-- start Available records --

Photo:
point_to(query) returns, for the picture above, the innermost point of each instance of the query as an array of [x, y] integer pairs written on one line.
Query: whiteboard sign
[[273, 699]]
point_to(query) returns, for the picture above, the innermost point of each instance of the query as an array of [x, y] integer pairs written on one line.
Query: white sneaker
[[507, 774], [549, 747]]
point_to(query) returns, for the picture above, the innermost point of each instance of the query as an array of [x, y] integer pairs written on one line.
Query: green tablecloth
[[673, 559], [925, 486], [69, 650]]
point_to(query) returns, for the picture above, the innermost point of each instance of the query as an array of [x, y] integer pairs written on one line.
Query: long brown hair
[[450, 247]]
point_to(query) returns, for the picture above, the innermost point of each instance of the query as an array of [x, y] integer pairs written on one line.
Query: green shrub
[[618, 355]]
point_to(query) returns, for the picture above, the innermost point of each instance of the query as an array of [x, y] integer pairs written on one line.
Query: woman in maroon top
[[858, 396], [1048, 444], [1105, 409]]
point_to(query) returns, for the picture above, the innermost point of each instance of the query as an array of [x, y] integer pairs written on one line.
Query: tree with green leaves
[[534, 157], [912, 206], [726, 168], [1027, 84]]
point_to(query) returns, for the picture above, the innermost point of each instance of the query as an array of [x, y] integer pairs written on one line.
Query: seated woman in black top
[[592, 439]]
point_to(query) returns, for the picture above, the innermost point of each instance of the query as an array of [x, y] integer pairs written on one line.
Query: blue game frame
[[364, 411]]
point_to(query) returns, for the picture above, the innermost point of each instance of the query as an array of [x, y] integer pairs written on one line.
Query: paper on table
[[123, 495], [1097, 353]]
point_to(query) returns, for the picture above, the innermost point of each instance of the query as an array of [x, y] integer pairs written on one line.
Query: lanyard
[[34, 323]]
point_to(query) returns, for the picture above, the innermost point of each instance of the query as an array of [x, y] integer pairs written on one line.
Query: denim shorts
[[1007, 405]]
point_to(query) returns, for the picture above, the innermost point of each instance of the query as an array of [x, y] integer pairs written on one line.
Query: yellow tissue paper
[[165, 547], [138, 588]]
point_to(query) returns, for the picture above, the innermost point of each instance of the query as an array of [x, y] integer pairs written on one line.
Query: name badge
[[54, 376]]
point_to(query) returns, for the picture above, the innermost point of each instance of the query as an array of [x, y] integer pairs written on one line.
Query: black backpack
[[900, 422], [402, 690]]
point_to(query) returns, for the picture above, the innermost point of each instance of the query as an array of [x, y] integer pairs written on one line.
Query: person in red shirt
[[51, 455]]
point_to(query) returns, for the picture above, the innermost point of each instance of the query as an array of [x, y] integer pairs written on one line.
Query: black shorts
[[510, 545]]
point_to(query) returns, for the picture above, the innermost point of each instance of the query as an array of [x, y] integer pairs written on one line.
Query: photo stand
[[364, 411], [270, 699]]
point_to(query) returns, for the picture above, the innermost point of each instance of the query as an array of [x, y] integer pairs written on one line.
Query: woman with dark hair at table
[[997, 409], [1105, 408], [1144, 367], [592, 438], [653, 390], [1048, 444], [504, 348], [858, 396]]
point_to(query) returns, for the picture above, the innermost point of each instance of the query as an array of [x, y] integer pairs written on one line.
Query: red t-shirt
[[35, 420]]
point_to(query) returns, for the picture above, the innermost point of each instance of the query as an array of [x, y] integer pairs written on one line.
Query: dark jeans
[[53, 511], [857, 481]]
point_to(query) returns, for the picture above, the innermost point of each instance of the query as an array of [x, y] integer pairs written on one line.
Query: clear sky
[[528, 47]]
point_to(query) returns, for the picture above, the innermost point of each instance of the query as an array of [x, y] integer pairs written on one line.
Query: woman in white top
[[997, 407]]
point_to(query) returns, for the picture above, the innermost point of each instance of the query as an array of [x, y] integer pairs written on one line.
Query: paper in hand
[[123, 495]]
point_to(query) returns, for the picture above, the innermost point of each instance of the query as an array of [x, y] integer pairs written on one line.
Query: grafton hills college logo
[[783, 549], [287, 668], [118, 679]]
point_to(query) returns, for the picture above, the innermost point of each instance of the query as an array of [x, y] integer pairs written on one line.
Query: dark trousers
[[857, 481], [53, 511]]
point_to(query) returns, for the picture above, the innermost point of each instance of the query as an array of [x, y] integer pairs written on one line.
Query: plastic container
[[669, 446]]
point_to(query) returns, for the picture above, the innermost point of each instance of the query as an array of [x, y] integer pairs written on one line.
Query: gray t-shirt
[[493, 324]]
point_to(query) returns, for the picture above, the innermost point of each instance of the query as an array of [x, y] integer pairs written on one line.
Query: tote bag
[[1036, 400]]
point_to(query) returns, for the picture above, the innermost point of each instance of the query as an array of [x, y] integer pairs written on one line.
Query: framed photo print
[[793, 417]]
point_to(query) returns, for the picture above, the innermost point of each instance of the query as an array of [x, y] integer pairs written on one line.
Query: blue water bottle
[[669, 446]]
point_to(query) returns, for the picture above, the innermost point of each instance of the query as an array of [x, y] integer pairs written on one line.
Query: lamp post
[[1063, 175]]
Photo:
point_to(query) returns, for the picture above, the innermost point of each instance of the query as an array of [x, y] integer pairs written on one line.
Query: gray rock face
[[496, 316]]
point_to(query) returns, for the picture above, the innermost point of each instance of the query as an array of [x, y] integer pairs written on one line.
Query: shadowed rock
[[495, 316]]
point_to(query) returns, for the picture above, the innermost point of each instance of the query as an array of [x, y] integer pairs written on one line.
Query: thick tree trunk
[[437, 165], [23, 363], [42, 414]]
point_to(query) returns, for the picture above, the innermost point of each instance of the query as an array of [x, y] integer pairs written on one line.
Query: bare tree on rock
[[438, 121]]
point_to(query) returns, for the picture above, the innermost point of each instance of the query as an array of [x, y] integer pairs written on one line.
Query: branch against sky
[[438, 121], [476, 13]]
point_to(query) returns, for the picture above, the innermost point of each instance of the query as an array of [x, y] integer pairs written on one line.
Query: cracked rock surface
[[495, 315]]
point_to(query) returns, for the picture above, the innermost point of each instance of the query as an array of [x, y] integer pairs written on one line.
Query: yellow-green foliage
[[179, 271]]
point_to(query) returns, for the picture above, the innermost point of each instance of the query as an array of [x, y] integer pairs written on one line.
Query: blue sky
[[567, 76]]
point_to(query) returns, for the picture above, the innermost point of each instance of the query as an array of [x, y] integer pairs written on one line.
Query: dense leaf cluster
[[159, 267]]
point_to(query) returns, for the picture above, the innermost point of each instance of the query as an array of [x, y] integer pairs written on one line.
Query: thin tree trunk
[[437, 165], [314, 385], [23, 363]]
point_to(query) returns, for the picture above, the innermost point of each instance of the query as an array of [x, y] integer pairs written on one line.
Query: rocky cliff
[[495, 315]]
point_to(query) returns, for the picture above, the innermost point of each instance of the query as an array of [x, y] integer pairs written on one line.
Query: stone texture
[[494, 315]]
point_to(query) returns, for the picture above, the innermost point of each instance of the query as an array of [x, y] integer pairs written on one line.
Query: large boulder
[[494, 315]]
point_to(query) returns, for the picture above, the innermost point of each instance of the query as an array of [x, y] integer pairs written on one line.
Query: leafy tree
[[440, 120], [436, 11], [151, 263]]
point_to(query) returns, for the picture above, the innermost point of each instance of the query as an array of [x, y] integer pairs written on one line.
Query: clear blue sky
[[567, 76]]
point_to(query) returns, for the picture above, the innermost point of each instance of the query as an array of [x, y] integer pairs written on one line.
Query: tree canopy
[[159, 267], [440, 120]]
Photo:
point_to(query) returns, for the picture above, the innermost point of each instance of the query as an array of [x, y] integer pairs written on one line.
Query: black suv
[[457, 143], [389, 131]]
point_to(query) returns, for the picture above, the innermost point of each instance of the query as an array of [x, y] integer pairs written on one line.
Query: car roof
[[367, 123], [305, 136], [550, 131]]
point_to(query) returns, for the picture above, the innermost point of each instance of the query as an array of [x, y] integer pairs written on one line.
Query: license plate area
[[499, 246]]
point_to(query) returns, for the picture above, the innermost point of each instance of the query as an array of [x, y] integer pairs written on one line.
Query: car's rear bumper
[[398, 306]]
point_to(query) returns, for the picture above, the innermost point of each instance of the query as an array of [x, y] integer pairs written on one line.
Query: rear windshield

-- end Available records --

◆ Goal
Render the items from the beginning through the line containing "[[673, 559], [925, 486], [69, 650]]", inclusive, as a two-column CSV with the columns input and output. Give one row per item, with its text in input and its answer in output, each in a single quoted field and with line breaks replaced by spaces.

◆ Answer to this problem
input,output
"Photo: point_to(query) returns, for the picture above, the innermost point of each instance of the query as an array of [x, y] integer pairs written on one line. Query: whiteboard sign","[[273, 699]]"
"point_to(query) returns, for the picture above, the innermost point of each instance of the query as an array of [x, y] integer pairs written on one line. Query: white sneaker","[[507, 774], [549, 747]]"
"point_to(query) returns, for the picture above, the innermost point of each instance of the query as an array of [x, y] integer pairs written on one line. Query: green tablecloth","[[673, 559], [925, 486], [69, 650]]"